▶ **CHALLENGE**
Write out exactly the lines running from the line that includes "the black iron" to the end of the data, both ends included, and nothing besides.

Records from a data collection
○ ○ ○ ○

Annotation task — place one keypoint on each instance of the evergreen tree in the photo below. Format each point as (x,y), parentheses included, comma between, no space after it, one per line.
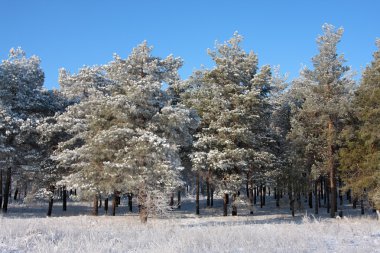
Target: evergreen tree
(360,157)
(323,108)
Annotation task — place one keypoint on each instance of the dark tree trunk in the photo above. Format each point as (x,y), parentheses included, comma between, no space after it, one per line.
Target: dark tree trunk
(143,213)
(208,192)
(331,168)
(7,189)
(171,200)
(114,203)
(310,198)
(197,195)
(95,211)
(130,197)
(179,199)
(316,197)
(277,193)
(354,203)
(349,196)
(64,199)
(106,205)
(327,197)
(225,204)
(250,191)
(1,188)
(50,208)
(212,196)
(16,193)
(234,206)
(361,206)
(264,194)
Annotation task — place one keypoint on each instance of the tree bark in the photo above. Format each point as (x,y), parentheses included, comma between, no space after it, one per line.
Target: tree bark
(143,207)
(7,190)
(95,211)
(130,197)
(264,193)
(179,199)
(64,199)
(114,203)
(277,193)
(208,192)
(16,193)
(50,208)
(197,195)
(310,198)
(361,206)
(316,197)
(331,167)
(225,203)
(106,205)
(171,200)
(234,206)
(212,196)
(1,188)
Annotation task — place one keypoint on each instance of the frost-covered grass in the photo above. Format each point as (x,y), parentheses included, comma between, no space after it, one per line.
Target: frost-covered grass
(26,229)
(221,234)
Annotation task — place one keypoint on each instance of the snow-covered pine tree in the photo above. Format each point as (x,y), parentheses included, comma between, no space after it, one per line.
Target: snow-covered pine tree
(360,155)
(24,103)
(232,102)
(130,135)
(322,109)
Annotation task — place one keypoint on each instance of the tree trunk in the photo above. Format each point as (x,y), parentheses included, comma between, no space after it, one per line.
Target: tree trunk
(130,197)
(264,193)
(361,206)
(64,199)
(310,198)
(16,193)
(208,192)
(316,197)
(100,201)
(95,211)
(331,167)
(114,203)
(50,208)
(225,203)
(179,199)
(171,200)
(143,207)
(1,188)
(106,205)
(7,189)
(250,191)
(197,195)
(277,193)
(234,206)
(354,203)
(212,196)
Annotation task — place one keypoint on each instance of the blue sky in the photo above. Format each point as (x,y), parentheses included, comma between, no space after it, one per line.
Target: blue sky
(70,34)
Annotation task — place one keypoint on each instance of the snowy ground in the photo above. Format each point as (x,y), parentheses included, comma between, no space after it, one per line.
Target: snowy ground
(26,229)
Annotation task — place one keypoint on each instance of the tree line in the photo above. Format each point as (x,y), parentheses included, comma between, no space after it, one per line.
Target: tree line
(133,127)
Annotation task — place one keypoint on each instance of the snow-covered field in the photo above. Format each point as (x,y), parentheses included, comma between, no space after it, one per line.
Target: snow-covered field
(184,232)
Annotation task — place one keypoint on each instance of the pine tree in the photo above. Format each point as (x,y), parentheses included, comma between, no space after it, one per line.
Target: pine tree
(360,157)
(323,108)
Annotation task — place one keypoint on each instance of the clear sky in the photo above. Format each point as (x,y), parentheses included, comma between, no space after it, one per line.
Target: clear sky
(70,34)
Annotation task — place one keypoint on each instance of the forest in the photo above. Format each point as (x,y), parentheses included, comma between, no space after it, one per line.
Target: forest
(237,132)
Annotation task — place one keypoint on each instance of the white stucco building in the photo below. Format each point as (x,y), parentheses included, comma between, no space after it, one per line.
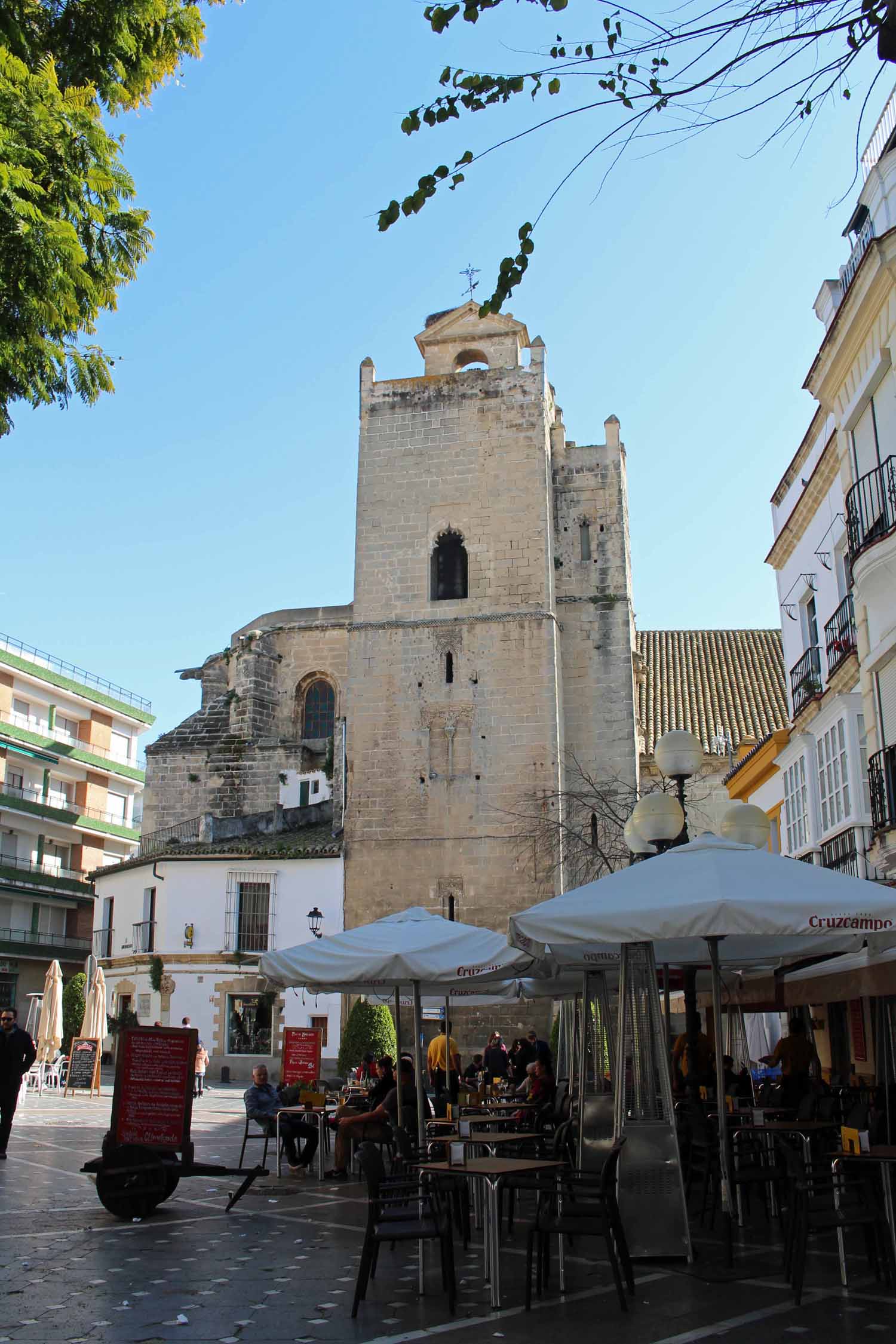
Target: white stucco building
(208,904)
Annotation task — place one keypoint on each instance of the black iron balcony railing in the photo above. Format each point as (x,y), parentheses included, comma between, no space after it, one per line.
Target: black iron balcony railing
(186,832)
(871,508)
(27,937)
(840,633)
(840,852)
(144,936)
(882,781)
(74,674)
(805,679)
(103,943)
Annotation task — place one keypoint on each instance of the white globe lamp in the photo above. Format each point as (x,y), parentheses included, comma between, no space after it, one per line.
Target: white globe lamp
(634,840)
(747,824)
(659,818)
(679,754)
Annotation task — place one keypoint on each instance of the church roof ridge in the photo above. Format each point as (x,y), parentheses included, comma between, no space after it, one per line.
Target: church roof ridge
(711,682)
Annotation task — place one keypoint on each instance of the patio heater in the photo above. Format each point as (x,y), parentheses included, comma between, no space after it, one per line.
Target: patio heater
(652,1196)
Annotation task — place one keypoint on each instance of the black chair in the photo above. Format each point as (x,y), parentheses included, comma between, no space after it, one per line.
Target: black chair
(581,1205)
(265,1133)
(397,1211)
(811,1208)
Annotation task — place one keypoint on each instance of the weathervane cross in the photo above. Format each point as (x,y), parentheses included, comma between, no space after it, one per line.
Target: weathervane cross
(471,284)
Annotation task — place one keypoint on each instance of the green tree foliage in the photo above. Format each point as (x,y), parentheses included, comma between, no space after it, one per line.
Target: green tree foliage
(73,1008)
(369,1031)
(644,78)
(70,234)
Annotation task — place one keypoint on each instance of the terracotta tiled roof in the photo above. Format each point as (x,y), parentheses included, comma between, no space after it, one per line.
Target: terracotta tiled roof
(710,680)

○ ○ ○ ○

▶ **OUTPUT OF THE TASK**
Annotation task — place one keypoint on each instance of the black iron balcony railing in the photo above. Format each point as (x,y), parentheses included, comma between, no space after it, one per line.
Target: black iron balcony railing
(186,832)
(871,508)
(27,937)
(840,633)
(840,852)
(144,936)
(882,781)
(74,674)
(805,679)
(103,943)
Annotation task — place one keypoint on each instance of the white globe lamp in the photo above. Format each point as (x,y), parentheses included, comma between, no space after it, one per line.
Target: white globe lamp
(634,840)
(747,824)
(659,818)
(679,754)
Annotation task — place one keypoint on each instance of the church roof ridge in the photo above. Format each point as (x,y), parentheses included, comma between, no space after it, one per line.
Target: church roof ridge
(711,682)
Annotation task — place one keypoint on each instance of the patio heater in the photo above. Format each point as (x,y), parentheses included, comma between, no space after it, one per line.
Target: patio heater
(652,1196)
Annotation task — place one keypoint on each instance of the black chair in the photo above. Format each point as (x,y), parentheses included, comma between, no space after it, one per line.
Target: black chair
(581,1205)
(265,1133)
(397,1211)
(811,1208)
Annotation task — place one keypoint on each instance of the weathervane cross in the photo above. Format each point as (x,y), parentheses included, comma between, no space after it, one per line.
Target: weathervane cross
(471,284)
Annotation task — place one keypoint on each instance of the green tree foliage in the photo above. Format each point as (x,y), parentheses included, comma between, no space after it, one per line.
Target: green tree foliage
(73,1008)
(369,1031)
(644,78)
(70,234)
Annotation task — place one keypoint on each instance of the terracotta tiled roof in the photo above. Format each point as (x,y), parentheses included, comma between, no space after it, one per line.
Target: terracotta tiled roof
(710,680)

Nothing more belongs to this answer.